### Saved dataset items
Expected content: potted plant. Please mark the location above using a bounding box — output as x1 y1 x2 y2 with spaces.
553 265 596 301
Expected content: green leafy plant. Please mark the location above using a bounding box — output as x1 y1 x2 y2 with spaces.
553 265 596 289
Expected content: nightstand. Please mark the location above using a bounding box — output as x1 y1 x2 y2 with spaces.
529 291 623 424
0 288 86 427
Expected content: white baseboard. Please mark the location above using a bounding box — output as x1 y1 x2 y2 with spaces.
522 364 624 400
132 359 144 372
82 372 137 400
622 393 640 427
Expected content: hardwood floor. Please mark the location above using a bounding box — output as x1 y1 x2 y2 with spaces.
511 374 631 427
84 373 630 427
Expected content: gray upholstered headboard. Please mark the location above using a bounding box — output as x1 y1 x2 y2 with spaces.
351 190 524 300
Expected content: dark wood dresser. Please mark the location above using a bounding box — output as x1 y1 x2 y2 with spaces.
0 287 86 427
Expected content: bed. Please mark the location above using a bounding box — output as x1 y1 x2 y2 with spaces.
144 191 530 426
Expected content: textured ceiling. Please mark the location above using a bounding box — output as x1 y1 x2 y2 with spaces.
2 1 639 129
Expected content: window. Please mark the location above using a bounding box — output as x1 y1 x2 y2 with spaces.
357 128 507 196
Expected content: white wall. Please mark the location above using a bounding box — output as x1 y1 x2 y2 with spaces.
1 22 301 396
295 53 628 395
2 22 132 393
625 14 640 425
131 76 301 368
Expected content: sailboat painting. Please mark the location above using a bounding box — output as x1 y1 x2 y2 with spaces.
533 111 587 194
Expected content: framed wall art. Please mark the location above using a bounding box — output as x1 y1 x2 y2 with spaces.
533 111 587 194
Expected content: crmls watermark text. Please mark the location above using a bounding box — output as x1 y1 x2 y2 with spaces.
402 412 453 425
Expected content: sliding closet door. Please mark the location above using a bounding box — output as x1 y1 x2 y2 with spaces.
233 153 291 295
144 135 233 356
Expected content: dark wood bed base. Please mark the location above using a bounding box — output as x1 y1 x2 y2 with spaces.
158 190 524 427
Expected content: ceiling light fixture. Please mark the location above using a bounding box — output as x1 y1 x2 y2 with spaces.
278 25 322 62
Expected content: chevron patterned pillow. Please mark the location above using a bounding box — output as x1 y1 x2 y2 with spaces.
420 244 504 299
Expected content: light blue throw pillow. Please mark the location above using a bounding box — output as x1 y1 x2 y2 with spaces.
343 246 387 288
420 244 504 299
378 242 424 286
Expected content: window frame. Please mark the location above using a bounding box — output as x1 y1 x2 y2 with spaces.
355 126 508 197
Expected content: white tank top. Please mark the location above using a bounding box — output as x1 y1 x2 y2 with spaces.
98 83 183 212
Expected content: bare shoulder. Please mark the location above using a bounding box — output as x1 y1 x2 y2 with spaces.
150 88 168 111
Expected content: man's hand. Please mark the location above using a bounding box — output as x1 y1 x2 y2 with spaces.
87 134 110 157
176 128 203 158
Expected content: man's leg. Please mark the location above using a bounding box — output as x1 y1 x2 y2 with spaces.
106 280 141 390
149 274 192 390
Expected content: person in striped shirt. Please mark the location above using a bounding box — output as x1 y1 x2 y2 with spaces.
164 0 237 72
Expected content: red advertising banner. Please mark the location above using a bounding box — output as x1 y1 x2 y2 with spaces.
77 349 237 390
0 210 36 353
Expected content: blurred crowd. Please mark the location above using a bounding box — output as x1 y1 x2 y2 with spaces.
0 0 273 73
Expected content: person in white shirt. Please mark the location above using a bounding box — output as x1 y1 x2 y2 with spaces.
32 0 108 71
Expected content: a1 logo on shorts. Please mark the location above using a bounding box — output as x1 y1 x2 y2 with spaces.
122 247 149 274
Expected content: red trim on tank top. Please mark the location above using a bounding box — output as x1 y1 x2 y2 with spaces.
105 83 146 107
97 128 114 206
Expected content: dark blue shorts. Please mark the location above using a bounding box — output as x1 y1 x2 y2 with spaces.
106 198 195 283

### THE EXERCISE
Reproduce all of the records above verbatim, changing nothing.

### FULL ANSWER
Expected content: potted plant. Please mark the location above using a bounding box — output as x1 y1 x2 y2 with spaces.
553 265 596 301
Expected content: green leafy plant. Please mark the location above using a bounding box — output as x1 y1 x2 y2 with spaces.
553 265 596 289
Expected content: nightstand. Please mark the location above using a bounding box — output as x1 y1 x2 y2 with spaces.
529 291 623 424
0 288 86 427
Expected content: white baseboard. Please mark the location above using a bounding box — output as x1 y1 x2 y2 with spaces.
522 364 624 400
132 359 144 372
82 372 137 400
622 393 640 427
Expected content: hardwood floor. Please mark the location above using a bounding box — output as x1 y1 x2 y2 with spaces.
511 374 631 427
84 373 630 427
Expected content: gray upholstered headboard. Please mark the location above using a bounding box — output as x1 y1 x2 y2 with spaces.
351 190 524 300
Expected content: dark wood dresser. Please mark the location above using a bounding box — output as x1 y1 x2 y2 with spaces.
0 287 86 427
Expected content: bed. Please mark the location above using a bounding box — output as x1 y1 x2 y2 with spaces.
144 191 530 426
Expected content: textured ceiling. Please mark the location above using a bounding box — output as x1 y1 x2 y2 with spaces.
2 1 639 129
Expected content: window. Please mark the location above using a bounding box — output as x1 y1 x2 y2 with spaces.
357 128 507 196
Expected content: white wall. Please mark the location above using a bounding box — output as x1 y1 x2 y2 with spaces.
1 22 301 396
295 53 628 395
2 22 132 393
625 14 640 425
131 76 301 368
Expected content: sailboat painting. Please mark the location above using a bounding box — output as x1 y1 x2 y2 with spaces.
533 111 587 194
Expected content: framed wall art. Please mark the location above using a bounding box — output as x1 y1 x2 y2 with spaces.
533 111 587 194
Expected content: crmls watermark text. Please mark the location above using a bounding box — output as x1 y1 x2 y2 with spaces.
402 412 453 425
Expected content: sliding closet door. Please mark the location above using a bounding box — output as x1 y1 x2 y2 with spaces.
233 153 291 295
144 135 233 356
Expected content: dark wood bed base. Please mark the location above using a bounding box — output as x1 y1 x2 y2 with spaces.
158 190 524 427
Expected content: ceiling light fixture. Please mark the location above using a bounding box — output as x1 y1 x2 y2 with spaces.
278 25 322 62
Expected content: chevron patterned pillow. Please mark the location above using a bounding box — output as x1 y1 x2 y2 with spaces.
420 244 504 299
Expected content: light blue throw pillow. Please mark the location above using a bounding box — output as x1 y1 x2 y2 with spaces.
343 246 387 288
420 244 504 299
378 242 424 286
Expected content: window frame. Please mark the location above using a bounding box — output as x1 y1 x2 y2 with spaces.
355 126 508 197
Expected content: white tank top. Please mark the location above using a bounding box — output as x1 y1 x2 y2 with spaces.
98 83 183 212
Expected content: bare shoulder. Please mark the location above using a bounding box — output as x1 y1 x2 y2 with spaces.
150 88 168 111
Expected content: man's hand. Please mark the location above using a bounding box — output as x1 y1 x2 y2 with spaces.
87 134 110 157
176 128 203 158
Expected content: man's leg. Please mark the location above using a bounding box — output as x1 y1 x2 y2 with spaces.
106 280 141 390
149 274 192 390
Expected content: person in striped shirt. Please mark the location above using a bounding box — output as x1 y1 x2 y2 with spaces.
164 0 237 72
Expected content: red advertising banner. Please mark the location above using a bounding box — output as x1 y1 x2 y2 with spaces.
77 349 237 390
0 210 36 353
Expected content: blurred crowd. Please mark the location above using a bounding box — output as x1 y1 x2 y2 with spaces.
0 0 273 73
Expected content: person in white shirt. Please mark the location above using a bounding box — output as x1 y1 x2 y2 with spaces.
32 0 108 71
Expected content: a1 logo on shorts. Please mark the location above using a bounding box — output as x1 y1 x2 y2 with spaces.
122 247 149 274
Expected content: red trim on tank top. Please mark the location above using a bounding box — output as x1 y1 x2 y2 with spaces.
105 83 146 107
97 128 114 206
Expected content: dark blue shorts. Please mark the location above using a bounding box — output as x1 y1 x2 y2 with spaces.
106 198 195 283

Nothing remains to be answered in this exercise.